Also, right about this time, two red-tailed hawks starting flying about, looking very big up close like this. I almost always see red-tails out in open country high in the sky, slowly soaring in wide circles. Since red-tails do eat birds on occasion, we thought perhaps they were hunting these adorable fledglings who looked quite vulnerable and delicious hanging out in the middle of the road. If you don't know what a Woodcock looks like, it is worth a google. You will see why we were excited, and perhaps we foiled the hawks' hunt, if, indeed, that is what was going on.

At the MWW, we saw sandhill cranes (thanks to Emily's sharp eyes), Upland Sandpipers flying about and vocalizing like crazy, Horned larks, Dickcissels and a Bobolink along with the more usual birds. There are places this time of year on the Wastewater property where the grasses and wildflowers are lush. This morning, the sun was strong, but there was also an east breeze. The combination of sun, cooling wind, good birds and bird songs, blue sky, colorful flowers, lush grasses, gravel road and the sweet floral perfume made this outing perfect. The lagoons were almost empty of birds but the surrounding fields were full of them.

Chocolate-Chocolate Chip Oatmeal Cookies

There are 2 variations of oatmeal cookies for this recipe. Adam was here so I made the one with chocolate. (The other variation has raisins and walnuts and I will also make those soon.) I didn't think the chocolate-oatmeal cookies would be all that good, but they were! He loved them and so did I and will definitely make them again. I gave some to my landlord, my neighbors, the guy fixing the roof and a big bag to the troops in Kalamazoo. These have 5 or 6 tablespoons of black coffee in addition to a bag of chocolate chips, oatmeal and the usual flour, sugar, etc. I just ate the last one, 5 days later and it still tasted yummy.

» **Problem statement**: Please carry on the birding and cookie post from its final sentence. The records have nothing to do with the birding and cookie post.

» **Dataset extract**:
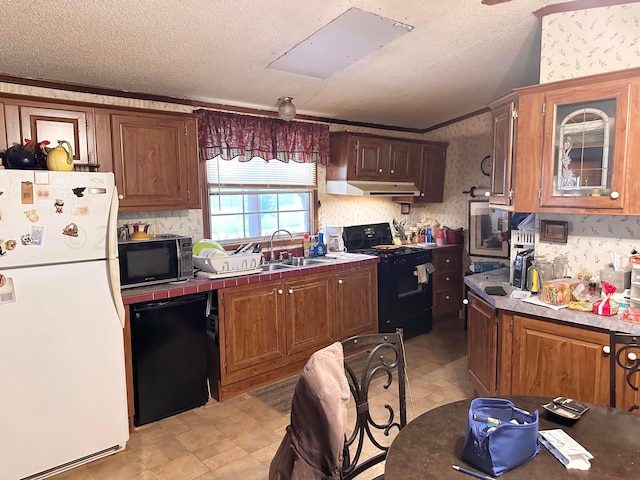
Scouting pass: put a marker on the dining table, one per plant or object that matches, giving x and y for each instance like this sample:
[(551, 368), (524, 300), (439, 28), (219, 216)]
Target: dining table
[(429, 445)]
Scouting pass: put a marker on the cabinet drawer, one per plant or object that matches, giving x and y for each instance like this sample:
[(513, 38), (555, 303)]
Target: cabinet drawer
[(448, 259), (451, 296), (447, 280)]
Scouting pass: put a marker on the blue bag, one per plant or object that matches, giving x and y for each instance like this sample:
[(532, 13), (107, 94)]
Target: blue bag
[(494, 445)]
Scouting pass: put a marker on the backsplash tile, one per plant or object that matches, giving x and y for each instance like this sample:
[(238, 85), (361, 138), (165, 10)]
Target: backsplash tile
[(592, 240)]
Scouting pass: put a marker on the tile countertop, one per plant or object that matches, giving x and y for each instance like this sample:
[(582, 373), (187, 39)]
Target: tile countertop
[(500, 277), (197, 284)]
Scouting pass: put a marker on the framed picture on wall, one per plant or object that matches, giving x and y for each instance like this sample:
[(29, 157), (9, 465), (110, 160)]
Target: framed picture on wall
[(489, 230)]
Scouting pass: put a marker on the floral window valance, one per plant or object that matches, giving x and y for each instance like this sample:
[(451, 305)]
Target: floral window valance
[(232, 135)]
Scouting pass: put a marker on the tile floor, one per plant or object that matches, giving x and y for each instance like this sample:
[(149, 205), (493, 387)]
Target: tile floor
[(237, 439)]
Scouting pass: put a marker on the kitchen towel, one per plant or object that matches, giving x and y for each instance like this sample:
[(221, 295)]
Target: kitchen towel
[(422, 273)]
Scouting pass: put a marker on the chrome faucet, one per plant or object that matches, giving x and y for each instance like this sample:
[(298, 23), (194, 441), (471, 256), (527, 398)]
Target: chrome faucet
[(271, 241)]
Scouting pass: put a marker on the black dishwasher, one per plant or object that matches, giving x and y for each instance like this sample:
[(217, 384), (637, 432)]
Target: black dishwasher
[(169, 353)]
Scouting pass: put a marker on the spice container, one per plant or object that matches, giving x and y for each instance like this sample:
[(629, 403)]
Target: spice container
[(560, 267), (538, 272)]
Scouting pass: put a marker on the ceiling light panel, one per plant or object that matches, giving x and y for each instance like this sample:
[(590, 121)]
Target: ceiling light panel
[(342, 42)]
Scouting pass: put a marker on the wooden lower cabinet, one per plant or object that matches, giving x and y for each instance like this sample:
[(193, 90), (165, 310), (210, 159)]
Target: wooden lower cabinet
[(482, 347), (268, 330), (356, 302), (626, 397), (253, 337), (514, 354), (309, 319), (447, 281), (553, 360)]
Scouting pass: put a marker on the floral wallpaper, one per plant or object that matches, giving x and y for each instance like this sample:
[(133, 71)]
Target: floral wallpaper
[(574, 44), (590, 41)]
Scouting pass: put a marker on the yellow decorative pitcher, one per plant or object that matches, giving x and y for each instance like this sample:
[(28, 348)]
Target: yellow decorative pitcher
[(60, 159)]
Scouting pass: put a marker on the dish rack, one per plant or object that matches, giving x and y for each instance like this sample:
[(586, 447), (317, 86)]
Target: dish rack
[(228, 265)]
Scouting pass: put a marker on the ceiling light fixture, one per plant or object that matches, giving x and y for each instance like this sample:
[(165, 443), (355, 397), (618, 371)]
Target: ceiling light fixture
[(286, 109)]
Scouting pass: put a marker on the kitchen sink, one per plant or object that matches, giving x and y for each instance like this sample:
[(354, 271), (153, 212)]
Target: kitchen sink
[(313, 261), (269, 267)]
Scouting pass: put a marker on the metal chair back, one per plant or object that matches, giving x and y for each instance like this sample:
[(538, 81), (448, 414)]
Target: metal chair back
[(382, 369), (625, 355)]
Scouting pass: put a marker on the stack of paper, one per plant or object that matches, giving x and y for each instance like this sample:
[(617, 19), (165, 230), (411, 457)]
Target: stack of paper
[(565, 449), (529, 223)]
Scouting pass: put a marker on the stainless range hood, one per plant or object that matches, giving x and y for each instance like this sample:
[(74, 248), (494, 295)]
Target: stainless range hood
[(372, 189)]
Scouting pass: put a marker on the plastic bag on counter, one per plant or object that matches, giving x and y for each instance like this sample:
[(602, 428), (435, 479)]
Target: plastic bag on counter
[(606, 306)]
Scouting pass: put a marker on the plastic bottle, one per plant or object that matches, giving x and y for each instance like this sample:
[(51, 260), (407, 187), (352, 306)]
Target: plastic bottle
[(321, 248), (306, 242), (560, 266)]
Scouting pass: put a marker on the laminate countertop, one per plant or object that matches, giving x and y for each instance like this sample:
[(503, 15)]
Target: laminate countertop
[(479, 281), (197, 284)]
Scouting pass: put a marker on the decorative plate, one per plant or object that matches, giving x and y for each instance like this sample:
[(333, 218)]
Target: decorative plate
[(485, 165)]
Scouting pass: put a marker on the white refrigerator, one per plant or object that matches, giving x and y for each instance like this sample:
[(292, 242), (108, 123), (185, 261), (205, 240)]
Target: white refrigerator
[(62, 375)]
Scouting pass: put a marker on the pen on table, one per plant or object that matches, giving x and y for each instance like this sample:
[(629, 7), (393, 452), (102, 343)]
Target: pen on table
[(472, 473)]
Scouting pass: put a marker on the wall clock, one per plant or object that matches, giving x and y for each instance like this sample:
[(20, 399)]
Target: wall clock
[(485, 165)]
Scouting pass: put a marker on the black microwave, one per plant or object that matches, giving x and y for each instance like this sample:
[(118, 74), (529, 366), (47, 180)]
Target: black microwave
[(165, 258)]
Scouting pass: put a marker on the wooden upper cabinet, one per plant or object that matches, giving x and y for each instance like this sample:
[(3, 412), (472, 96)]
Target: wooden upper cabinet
[(51, 121), (357, 156), (401, 158), (155, 158), (504, 112), (431, 179), (577, 151), (372, 158)]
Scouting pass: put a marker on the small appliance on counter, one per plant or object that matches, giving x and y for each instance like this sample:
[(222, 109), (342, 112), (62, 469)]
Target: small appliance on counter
[(520, 266), (335, 242), (158, 259)]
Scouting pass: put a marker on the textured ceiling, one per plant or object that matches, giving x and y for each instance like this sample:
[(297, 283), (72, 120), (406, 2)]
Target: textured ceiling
[(459, 56)]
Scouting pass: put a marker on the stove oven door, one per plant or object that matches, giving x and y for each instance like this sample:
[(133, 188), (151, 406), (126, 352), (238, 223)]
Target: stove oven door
[(402, 301)]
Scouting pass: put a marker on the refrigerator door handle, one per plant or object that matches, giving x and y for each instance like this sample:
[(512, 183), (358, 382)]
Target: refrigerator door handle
[(112, 256)]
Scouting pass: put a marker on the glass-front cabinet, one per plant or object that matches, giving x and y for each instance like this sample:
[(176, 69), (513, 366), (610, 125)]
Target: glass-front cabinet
[(584, 146)]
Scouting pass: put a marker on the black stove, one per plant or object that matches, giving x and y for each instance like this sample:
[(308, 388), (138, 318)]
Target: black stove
[(404, 282)]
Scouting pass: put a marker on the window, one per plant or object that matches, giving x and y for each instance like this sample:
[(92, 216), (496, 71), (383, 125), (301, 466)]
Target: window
[(251, 200)]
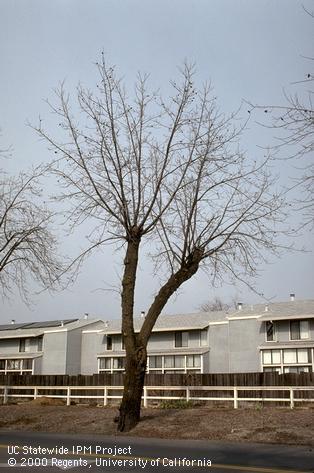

» **Expected answer**:
I forced myself to eat a big bowlful of the Watercress soup, almost gagging. The watercress adds a bitterness to this already marginal, visually unbecoming soup. I always wonder how a few of these recipes actually were picked for this cookbook. Maybe, I'm missing something.

Saturday, June 26, 2010

Book: Game Change by John Heilemann and Mark Halperin

I liked this gossipy but informative and fluent book about the Obama/Clinton and McCain/Palin bids for the presidency and vice-presidency. Many of the anecdotes were already known, but enough of the back story was new material, I suspect, for this book to be avidly read by millions. What came through, for me, is that Obama was a good choice; he is a cool cat, but he is not without his deficiencies. Hillary was extremely hard-working and competent and was, IMO, treated unfairly, although she, too, has her own less-than-flattering private persona. Bill Clinton was certainly a factor throughout her bid for the nomination, legitimately, and not always positively, although, IMO, he always comes through in the end. The playing field was not level. The media and then the public became infatuated with Obama, since he was so cool, so charismatic, such a phenomenon. And we Americans love the distraction of a phenomenon, saturated and bored as we are with dailiness. What made this OK, fortunately, is that Obama seems to be an energetic, intelligent, steely President. (Not that HIllary wouldn't have been....)The last chapter was revealing and poignant...the pas de deux between Barack and Hillary over the Secretary of State offer.

McCain and Palin were also shown at their best and worst, although, really, Sarah Palin needed more time to prepare and absorb and understand this momentous moment of history and her part in it. That she didn't have that time made her public events and her personna during the campaign quickly become unbelievable by too many.

The authors don't exactly savage anyone; they do, however, edge up to that, repeatedly, with most of the main characters and many of the minor players. Still, they find humanity in all of them. Obama, Joe, John and Sarah, as most of us, are just mortals, not perfect, but aspiring to effect greater good. I did not feel that any of them were dysfunctional eogmaniacs or that they wanted to run solely for personal glory.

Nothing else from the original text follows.